> **AIM OF THE EXERCISE**:
Nothing but the records, copied exactly and stripped of pictures, should be in the answer.
══ RECORDED INFORMATION ══
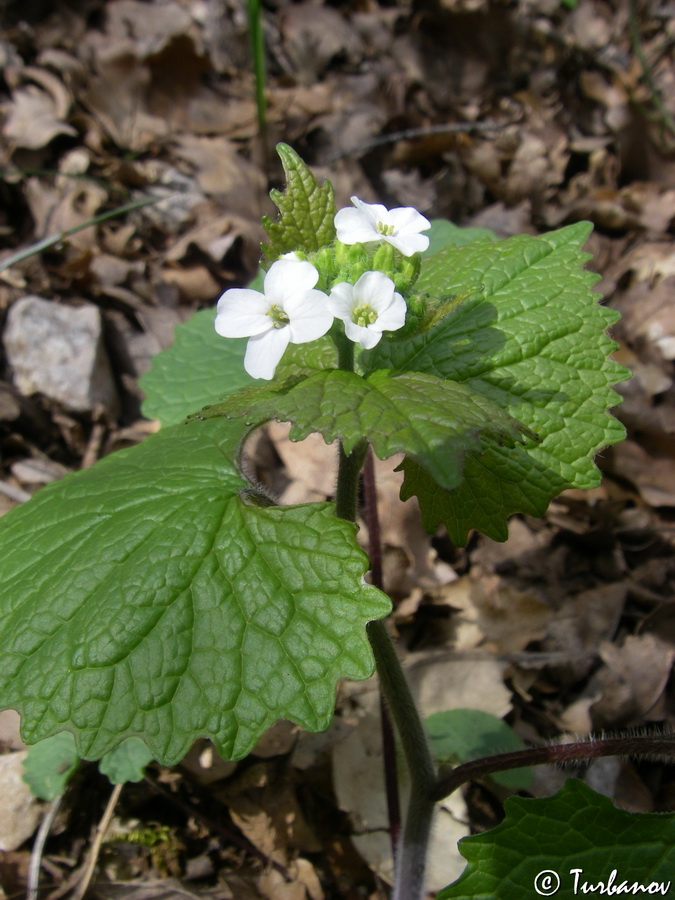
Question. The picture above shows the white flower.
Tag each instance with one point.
(288, 311)
(400, 227)
(368, 308)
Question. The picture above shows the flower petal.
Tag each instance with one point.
(309, 315)
(393, 317)
(241, 313)
(264, 351)
(407, 244)
(364, 335)
(288, 277)
(407, 220)
(373, 212)
(341, 300)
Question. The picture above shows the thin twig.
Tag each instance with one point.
(33, 883)
(59, 236)
(232, 836)
(666, 118)
(411, 134)
(95, 848)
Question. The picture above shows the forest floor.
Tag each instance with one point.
(518, 116)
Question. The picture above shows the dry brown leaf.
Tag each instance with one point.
(509, 618)
(304, 886)
(195, 284)
(651, 470)
(632, 680)
(581, 624)
(222, 172)
(37, 112)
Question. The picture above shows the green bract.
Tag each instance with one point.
(151, 596)
(306, 208)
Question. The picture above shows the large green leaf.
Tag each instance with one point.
(307, 210)
(434, 421)
(201, 367)
(547, 847)
(49, 765)
(531, 339)
(153, 595)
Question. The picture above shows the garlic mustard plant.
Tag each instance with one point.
(288, 311)
(162, 596)
(368, 308)
(400, 227)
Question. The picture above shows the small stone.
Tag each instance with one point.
(58, 351)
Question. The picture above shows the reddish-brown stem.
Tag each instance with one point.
(660, 746)
(372, 521)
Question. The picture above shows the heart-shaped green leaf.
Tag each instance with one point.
(532, 340)
(554, 846)
(179, 606)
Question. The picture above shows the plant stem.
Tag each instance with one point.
(660, 746)
(347, 491)
(388, 738)
(411, 859)
(410, 865)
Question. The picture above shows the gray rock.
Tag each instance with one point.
(58, 351)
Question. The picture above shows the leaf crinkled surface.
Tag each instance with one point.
(532, 340)
(434, 421)
(540, 843)
(179, 606)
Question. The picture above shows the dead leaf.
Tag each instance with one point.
(632, 680)
(37, 112)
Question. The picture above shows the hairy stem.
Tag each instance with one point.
(411, 861)
(660, 746)
(372, 520)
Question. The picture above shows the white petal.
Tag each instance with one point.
(406, 220)
(310, 317)
(353, 227)
(287, 277)
(408, 244)
(264, 351)
(393, 317)
(241, 313)
(341, 301)
(373, 212)
(366, 336)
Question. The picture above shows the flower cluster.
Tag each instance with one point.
(291, 311)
═══
> **ANSWER TO THIS EXERCISE**:
Question. The picture above shows the white flower.
Tag each instance with one point.
(288, 311)
(400, 227)
(368, 308)
Question. The picture above shows the flower petal.
Tag each instance with one point.
(309, 315)
(393, 317)
(241, 313)
(264, 351)
(407, 244)
(364, 335)
(288, 277)
(407, 220)
(373, 212)
(341, 300)
Question. The picture above shows the thin twig.
Tag each instance with one point.
(33, 883)
(59, 236)
(232, 836)
(666, 118)
(411, 134)
(95, 848)
Question. The picture above shows the forest floor.
Tag each instance with one point.
(518, 116)
Question. The picture above shows the dry brown leaf.
Tag each instance with one point.
(509, 618)
(304, 886)
(195, 284)
(651, 470)
(632, 680)
(581, 624)
(222, 172)
(37, 112)
Question. The picture above shows the green bract.
Tag each instance with one point.
(151, 596)
(306, 208)
Question. The picture above shows the large green leaf.
Tag each instance with one point.
(307, 210)
(434, 421)
(201, 367)
(547, 847)
(49, 765)
(531, 339)
(153, 595)
Question. The picture above shows the garlic mustard plant.
Tag each instance with one point.
(288, 311)
(162, 596)
(368, 308)
(400, 227)
Question. The picture above shows the small stone.
Tag each instance with one point.
(58, 351)
Question. The picture above shows the reddish-brown stem.
Tag each instance with one point.
(660, 746)
(372, 521)
Question. The picture above shows the heart-shaped green leaf.
Tag each instance with one point.
(532, 340)
(554, 846)
(179, 606)
Question. The picture above shows the plant stem.
Tag each instance with one point.
(660, 746)
(347, 491)
(388, 738)
(411, 859)
(410, 865)
Question. The picture above shows the gray rock.
Tag each instance with one point.
(58, 351)
Question. The picture above shows the leaf crinkled surface.
Tag each instance with one point.
(532, 340)
(434, 421)
(540, 843)
(179, 606)
Question. The picture above shows the dead leaf.
Tag each instance with one point.
(632, 680)
(37, 112)
Question. The picture above shows the hairy stem.
Tag each instance with one point.
(411, 861)
(660, 746)
(372, 520)
Question. The picture above shows the white petal.
Tag each instance with one point.
(406, 220)
(310, 317)
(353, 227)
(287, 277)
(408, 244)
(264, 351)
(393, 317)
(241, 313)
(341, 301)
(373, 212)
(366, 336)
Question. The picture above shows the flower cluster.
Tag each instance with one point.
(291, 311)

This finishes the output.